Tarefa proposta ::
Dê continuidade ao texto abaixo sobre as tarifas de Trump e a reação do Brasil, começando logo depois da última frase.

Trecho fornecido ::
------------------------
Pelos padrões trumpistas, o mundo é um grande mercado e como tal deve ser entendido quando se trata da chamada ordem global. Instituições como a Organização das Nações Unidas, a Organização Mundial do Comércio e o Fundo Monetário Internacional só terão alguma utilidade se entenderem os fatos a partir dessa perspectiva, favorecendo a competição integral. Essas noções talvez nunca tenham sido explicitadas por Donald Trump, mas transparecem claramente em sua forma de buscar o equilíbrio das contas externas de seu país.

Deficitário no comércio com os Estados Unidos, o Brasil foi menos prejudicado do que outros países pelas medidas de Trump, mas também foi atingido por tarifas. O governo brasileiro preferiu reagir com moderação e negociar as condições de intercâmbio com Washington.
------------------------
Dados armazenados ::
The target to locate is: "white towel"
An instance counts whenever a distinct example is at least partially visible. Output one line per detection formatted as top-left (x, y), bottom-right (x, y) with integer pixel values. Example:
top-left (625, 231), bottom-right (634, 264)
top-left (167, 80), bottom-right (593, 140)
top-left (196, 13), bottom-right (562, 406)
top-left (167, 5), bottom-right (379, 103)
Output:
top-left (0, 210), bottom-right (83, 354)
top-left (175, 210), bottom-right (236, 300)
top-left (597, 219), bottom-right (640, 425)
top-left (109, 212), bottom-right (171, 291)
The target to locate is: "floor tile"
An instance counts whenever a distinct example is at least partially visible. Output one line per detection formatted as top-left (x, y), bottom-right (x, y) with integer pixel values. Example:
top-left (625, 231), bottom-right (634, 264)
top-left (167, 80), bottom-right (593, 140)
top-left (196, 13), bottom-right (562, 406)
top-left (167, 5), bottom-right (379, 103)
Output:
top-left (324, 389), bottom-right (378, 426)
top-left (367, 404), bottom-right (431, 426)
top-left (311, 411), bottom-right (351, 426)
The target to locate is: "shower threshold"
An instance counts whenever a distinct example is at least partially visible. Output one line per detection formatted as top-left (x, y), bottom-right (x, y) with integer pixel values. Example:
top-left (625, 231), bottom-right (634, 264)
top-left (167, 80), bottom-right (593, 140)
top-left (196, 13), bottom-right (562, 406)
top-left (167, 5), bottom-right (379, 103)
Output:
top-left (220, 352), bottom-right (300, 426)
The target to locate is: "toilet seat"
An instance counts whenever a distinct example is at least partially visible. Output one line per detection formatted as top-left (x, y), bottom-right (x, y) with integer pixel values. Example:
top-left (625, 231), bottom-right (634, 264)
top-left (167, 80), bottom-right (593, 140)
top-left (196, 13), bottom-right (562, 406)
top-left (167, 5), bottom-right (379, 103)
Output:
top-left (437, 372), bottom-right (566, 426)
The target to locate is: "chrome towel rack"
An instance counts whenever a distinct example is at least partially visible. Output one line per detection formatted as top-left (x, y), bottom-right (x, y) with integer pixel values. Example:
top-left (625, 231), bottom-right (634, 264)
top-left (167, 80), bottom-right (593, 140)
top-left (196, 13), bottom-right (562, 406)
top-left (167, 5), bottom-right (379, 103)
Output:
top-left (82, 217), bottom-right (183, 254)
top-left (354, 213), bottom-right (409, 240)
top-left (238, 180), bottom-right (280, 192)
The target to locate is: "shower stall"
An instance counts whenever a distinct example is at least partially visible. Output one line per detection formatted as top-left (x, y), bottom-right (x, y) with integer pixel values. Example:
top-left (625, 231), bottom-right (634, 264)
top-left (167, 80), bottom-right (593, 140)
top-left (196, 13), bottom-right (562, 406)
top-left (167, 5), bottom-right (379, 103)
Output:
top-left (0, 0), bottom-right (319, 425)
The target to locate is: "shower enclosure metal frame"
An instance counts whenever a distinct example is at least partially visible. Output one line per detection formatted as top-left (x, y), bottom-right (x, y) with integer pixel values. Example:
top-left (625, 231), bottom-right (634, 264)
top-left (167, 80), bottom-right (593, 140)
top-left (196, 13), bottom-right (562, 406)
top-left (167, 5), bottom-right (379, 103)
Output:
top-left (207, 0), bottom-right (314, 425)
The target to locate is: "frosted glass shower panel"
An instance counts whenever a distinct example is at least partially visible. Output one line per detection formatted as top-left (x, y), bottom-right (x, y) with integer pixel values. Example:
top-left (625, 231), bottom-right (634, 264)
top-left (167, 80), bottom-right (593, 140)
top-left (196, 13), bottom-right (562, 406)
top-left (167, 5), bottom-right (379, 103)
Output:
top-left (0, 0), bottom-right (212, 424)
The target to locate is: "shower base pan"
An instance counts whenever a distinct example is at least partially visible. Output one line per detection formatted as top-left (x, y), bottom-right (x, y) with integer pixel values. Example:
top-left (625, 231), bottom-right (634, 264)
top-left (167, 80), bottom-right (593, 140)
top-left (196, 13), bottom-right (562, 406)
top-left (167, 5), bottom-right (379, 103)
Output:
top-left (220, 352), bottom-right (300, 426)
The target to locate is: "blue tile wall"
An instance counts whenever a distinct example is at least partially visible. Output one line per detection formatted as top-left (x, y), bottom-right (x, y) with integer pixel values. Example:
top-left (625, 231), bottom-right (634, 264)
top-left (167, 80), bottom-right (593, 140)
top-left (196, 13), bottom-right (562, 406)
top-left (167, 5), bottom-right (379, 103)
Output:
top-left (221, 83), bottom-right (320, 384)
------------------------
Resultado do exercício ::
Os mais otimistas mencionaram novas oportunidades de comércio com a China e com outros mercados, mas parecem ter menosprezado alguns detalhes. Exemplo: a concorrência pelo mercado chinês – e por outras destinações – será provavelmente mais intensa, com menos lucros e menor crescimento. O Brasil poderá ter boas condições para negociar a manutenção do comércio com os Estados Unidos, mas o ponto de partida será um quadro de tarifas elevadas. Também será necessário um grande empenho diplomático para preservar, pelo menos em parte, a segurança de um sistema internacional de regras, além de um maior esforço governamental para manter contas em ordem e inflação controlada.